# Your objective
Each line of the records below that holds "step" should be returned.

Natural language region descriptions
++++++++++++++++++++

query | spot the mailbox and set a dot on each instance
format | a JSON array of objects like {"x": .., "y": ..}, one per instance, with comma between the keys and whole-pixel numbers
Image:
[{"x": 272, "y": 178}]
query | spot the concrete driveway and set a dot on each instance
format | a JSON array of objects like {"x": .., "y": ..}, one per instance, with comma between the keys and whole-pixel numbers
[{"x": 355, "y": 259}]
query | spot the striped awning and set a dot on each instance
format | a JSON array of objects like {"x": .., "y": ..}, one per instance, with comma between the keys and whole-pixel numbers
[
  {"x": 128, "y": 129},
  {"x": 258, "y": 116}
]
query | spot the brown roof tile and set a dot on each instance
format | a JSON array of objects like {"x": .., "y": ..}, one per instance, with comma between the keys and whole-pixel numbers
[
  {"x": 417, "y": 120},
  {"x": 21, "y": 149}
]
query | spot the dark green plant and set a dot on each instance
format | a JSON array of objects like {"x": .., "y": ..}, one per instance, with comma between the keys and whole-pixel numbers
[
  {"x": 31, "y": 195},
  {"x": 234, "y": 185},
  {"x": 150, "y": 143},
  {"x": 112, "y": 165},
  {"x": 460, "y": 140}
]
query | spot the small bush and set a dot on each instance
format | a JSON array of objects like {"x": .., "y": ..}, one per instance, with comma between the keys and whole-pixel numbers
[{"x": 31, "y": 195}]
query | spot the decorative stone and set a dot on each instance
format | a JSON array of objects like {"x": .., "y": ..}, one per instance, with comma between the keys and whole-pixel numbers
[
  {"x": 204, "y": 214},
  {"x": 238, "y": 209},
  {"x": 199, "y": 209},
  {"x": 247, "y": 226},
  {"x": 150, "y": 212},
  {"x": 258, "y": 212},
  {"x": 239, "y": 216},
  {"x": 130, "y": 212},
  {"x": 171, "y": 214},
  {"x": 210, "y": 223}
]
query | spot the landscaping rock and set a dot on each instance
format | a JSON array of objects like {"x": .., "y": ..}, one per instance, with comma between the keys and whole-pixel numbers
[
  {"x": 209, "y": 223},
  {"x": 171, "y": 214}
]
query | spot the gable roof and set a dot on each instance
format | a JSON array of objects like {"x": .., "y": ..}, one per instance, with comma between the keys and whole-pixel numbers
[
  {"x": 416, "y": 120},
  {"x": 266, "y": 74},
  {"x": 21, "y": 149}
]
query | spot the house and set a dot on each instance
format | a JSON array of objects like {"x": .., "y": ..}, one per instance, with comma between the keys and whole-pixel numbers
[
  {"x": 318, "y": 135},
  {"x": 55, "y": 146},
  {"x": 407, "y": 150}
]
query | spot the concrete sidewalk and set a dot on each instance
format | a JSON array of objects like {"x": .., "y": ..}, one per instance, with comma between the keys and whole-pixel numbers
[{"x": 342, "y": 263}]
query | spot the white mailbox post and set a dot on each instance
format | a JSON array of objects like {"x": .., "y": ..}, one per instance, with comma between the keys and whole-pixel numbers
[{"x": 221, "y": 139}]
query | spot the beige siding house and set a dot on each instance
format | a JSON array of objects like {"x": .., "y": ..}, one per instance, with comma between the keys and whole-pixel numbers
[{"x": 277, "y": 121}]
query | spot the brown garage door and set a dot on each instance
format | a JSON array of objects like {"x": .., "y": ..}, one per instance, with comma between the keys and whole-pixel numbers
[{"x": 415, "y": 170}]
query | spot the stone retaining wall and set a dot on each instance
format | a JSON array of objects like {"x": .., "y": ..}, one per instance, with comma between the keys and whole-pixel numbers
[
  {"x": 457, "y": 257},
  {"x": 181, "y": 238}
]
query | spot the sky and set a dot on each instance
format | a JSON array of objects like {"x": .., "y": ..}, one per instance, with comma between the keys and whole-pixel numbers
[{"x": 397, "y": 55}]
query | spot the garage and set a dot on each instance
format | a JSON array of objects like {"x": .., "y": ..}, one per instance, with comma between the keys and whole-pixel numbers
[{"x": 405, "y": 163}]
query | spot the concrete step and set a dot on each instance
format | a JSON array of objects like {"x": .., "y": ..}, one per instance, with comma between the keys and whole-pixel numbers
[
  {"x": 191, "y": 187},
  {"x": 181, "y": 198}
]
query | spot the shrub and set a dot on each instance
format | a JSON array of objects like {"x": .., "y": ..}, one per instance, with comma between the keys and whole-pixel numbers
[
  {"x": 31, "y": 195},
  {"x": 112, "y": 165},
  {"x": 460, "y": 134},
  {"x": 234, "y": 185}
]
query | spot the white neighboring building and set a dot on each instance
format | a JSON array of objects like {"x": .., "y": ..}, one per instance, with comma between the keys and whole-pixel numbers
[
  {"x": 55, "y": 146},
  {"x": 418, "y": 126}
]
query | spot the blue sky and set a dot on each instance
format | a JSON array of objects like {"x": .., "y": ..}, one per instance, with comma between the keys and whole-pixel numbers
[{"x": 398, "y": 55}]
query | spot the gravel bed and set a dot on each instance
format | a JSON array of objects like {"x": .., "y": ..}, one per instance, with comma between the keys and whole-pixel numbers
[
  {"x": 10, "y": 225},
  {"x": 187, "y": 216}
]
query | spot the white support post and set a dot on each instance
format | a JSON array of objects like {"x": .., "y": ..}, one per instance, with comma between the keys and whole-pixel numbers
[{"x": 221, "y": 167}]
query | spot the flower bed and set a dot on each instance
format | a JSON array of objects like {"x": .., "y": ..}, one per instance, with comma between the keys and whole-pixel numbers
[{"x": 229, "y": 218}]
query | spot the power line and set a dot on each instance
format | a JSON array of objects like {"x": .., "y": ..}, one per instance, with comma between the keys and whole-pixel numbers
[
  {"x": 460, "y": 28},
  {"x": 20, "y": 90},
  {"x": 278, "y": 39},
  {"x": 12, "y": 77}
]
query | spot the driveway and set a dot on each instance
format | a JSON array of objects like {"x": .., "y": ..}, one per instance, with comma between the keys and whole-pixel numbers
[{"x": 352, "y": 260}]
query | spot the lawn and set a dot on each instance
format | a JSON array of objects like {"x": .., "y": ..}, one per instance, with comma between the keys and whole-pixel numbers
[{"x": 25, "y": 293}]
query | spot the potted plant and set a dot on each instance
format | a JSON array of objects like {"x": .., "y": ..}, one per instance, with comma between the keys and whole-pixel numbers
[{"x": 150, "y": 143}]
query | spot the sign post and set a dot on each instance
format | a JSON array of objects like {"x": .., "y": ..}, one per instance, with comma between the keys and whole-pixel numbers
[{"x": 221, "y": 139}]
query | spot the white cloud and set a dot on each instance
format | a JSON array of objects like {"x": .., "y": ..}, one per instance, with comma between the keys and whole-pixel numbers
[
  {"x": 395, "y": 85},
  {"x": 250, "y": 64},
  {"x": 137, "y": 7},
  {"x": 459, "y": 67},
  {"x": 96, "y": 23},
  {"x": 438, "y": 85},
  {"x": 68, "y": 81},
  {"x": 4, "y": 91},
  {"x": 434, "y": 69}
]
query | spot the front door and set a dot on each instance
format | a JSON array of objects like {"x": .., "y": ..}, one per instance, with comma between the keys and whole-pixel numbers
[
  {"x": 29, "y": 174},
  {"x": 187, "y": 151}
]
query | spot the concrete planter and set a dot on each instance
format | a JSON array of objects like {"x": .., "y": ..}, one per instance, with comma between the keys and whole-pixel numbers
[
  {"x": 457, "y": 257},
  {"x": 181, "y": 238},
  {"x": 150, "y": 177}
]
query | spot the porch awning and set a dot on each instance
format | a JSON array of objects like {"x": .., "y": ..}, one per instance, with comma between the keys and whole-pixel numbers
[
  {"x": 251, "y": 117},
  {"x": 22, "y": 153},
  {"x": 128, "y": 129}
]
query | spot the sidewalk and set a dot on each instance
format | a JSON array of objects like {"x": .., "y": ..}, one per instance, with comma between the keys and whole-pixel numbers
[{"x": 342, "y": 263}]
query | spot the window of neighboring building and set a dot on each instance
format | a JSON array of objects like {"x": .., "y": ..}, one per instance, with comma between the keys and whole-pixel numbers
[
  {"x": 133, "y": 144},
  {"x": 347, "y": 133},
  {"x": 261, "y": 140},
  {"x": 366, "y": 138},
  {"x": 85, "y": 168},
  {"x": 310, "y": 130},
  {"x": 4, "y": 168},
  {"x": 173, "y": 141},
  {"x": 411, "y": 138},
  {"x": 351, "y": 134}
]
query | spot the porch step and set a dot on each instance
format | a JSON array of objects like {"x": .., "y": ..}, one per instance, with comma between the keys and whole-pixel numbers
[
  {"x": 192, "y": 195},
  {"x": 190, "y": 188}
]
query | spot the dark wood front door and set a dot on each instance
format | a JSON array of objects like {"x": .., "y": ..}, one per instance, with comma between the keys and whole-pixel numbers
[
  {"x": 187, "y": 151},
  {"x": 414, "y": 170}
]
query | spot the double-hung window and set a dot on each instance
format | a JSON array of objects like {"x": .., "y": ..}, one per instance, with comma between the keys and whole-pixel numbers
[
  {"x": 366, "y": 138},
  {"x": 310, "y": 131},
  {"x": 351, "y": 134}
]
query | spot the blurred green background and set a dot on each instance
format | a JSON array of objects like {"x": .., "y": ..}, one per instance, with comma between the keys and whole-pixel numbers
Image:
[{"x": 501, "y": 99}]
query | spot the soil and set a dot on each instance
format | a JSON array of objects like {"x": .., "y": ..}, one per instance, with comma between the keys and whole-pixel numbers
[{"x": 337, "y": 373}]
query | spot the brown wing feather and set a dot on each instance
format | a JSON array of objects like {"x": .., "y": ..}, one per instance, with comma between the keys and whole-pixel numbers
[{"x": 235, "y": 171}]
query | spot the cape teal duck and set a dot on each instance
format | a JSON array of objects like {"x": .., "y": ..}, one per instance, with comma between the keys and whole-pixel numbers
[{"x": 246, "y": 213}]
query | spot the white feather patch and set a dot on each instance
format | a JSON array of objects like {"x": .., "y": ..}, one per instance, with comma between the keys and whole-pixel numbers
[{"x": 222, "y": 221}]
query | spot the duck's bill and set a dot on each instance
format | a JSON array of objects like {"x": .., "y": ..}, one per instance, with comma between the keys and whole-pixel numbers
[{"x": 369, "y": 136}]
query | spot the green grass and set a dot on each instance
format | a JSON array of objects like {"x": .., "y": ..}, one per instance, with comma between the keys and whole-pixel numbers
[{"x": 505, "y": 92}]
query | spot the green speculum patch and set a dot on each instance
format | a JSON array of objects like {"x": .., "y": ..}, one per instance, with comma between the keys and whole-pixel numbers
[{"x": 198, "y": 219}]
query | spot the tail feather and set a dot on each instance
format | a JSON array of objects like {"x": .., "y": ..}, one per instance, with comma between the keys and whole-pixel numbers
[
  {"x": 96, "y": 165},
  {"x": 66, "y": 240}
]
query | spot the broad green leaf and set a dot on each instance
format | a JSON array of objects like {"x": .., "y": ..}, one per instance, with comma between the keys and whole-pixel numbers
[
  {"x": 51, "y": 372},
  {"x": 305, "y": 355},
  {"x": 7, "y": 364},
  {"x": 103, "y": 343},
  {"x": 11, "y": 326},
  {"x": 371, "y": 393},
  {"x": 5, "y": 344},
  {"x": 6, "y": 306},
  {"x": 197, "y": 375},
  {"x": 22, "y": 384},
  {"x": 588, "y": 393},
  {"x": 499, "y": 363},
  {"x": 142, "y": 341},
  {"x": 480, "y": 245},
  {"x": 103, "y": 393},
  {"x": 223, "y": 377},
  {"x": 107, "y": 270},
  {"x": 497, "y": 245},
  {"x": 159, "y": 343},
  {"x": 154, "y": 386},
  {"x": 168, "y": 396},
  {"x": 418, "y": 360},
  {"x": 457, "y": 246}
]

++++++++++++++++++++

# Output for this task
query | spot the concrete step and set a dot on each instance
query | spot the porch step and set a dot on each instance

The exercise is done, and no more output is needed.